Work required
Rewrite every line from the one containing "A single point falls on each instance of the windshield, written" through the end of the records, requests included. Shift each point coordinate in the answers by adding 76 to every number, and leave the sample coordinates inside the requests unchanged.

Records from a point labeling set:
___

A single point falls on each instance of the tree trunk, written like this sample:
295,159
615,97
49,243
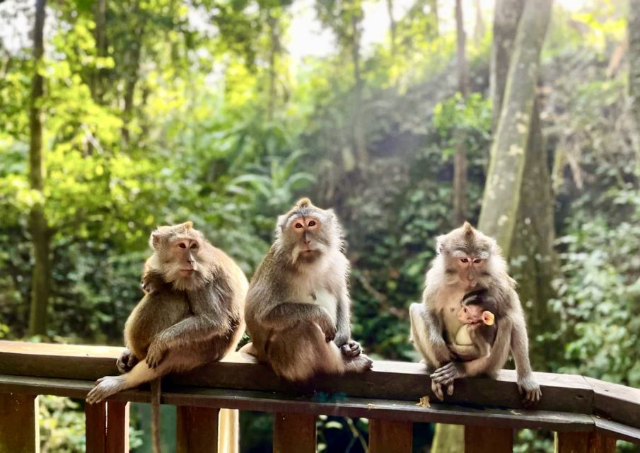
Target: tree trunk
132,67
501,200
37,219
478,31
633,32
460,159
392,27
360,143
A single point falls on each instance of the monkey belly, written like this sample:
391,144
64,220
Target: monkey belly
153,314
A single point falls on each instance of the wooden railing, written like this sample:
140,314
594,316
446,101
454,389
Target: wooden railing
587,415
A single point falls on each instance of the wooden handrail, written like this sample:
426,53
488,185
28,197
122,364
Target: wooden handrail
389,393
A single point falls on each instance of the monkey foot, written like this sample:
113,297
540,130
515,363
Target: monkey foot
359,364
105,387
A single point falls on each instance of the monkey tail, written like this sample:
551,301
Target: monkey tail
155,414
228,431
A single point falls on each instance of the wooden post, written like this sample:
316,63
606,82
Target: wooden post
390,436
19,431
117,427
96,427
197,430
294,433
478,439
586,442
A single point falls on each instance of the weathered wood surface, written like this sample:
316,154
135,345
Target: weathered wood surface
478,439
18,423
389,380
117,427
616,402
197,429
390,436
320,404
594,442
294,433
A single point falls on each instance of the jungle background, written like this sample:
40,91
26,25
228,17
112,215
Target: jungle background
406,116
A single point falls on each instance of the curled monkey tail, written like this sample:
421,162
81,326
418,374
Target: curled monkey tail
155,414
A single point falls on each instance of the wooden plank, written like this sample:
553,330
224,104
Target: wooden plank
197,430
594,442
96,427
19,431
617,430
117,427
616,402
387,380
479,439
389,436
294,433
337,405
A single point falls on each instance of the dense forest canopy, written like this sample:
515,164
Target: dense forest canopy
403,115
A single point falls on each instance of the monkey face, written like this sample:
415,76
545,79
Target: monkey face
307,232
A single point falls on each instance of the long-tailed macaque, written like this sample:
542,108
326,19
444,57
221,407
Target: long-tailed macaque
192,313
297,307
466,260
478,313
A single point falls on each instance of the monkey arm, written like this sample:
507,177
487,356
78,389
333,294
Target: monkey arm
343,321
288,314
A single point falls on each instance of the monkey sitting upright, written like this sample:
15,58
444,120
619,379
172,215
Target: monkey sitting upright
466,260
192,313
298,304
478,313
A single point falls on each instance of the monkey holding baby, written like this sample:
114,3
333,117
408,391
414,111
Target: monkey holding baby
467,260
192,312
298,305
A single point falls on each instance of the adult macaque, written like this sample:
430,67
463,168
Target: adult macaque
478,313
192,313
297,307
466,260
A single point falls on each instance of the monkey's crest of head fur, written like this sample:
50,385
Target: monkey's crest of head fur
324,239
165,261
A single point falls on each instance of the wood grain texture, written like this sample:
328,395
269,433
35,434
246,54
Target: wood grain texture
96,427
19,423
294,433
197,430
594,442
390,436
478,439
117,440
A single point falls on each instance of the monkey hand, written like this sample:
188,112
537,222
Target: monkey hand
351,349
155,355
530,389
328,328
448,373
126,361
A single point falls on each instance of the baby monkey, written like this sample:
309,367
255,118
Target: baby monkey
478,313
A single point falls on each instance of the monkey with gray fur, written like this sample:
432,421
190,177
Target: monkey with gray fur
466,260
478,313
192,312
298,305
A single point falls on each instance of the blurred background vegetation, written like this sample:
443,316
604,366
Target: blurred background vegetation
119,116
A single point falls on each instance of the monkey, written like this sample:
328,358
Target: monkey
467,259
192,313
478,313
298,306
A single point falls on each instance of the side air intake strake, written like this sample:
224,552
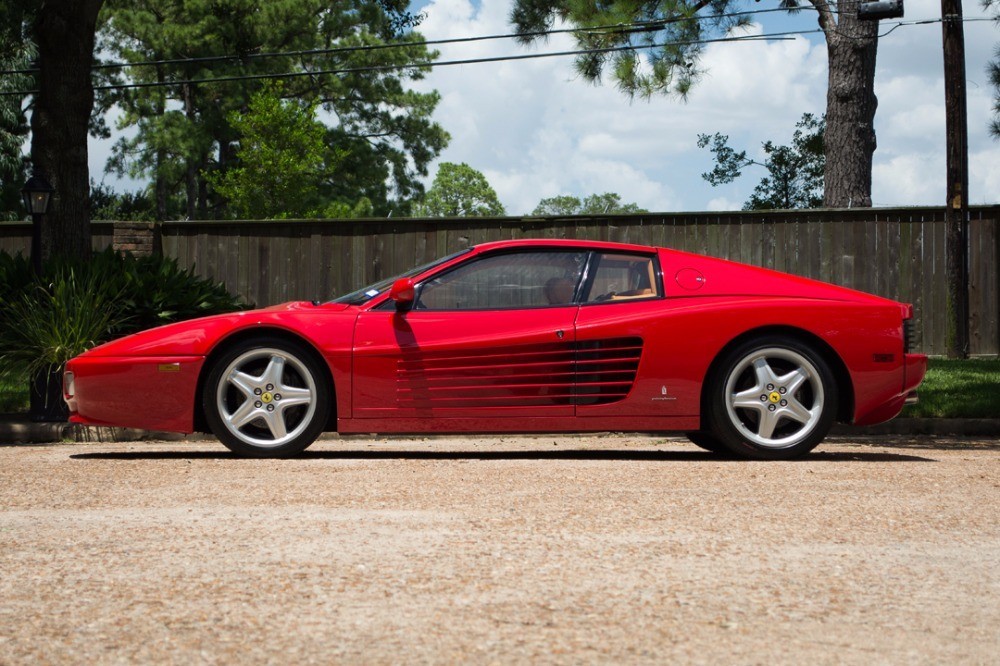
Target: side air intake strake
594,372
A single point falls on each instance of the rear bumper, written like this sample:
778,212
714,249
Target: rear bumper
914,369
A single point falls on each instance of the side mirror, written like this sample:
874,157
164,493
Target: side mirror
403,292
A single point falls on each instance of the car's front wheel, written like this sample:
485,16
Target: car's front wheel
771,399
267,398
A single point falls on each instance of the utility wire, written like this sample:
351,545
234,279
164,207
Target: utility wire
636,27
432,64
447,63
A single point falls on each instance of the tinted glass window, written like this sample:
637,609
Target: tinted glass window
510,280
620,277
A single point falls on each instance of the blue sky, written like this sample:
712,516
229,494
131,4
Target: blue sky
536,130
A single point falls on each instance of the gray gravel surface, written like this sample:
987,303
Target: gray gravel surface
614,549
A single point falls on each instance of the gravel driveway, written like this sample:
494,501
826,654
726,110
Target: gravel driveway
504,549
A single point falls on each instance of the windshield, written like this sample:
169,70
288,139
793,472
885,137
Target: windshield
365,294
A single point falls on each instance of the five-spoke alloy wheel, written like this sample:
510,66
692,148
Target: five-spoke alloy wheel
771,398
267,398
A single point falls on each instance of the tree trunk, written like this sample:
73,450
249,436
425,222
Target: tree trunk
850,110
59,121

___

Reply
A single point falls on each instance of the windshield, written like this sample:
169,70
288,139
793,472
885,137
Target: windshield
441,370
A single point falls on each instance of the five-spoke alloy wheel, written like this sample:
510,66
692,148
Target: five-spoke alloy wheel
847,474
343,474
A single point falls on each instance of the tree trunk, written like this sample:
73,450
249,436
425,222
Target: tree trunk
926,186
135,197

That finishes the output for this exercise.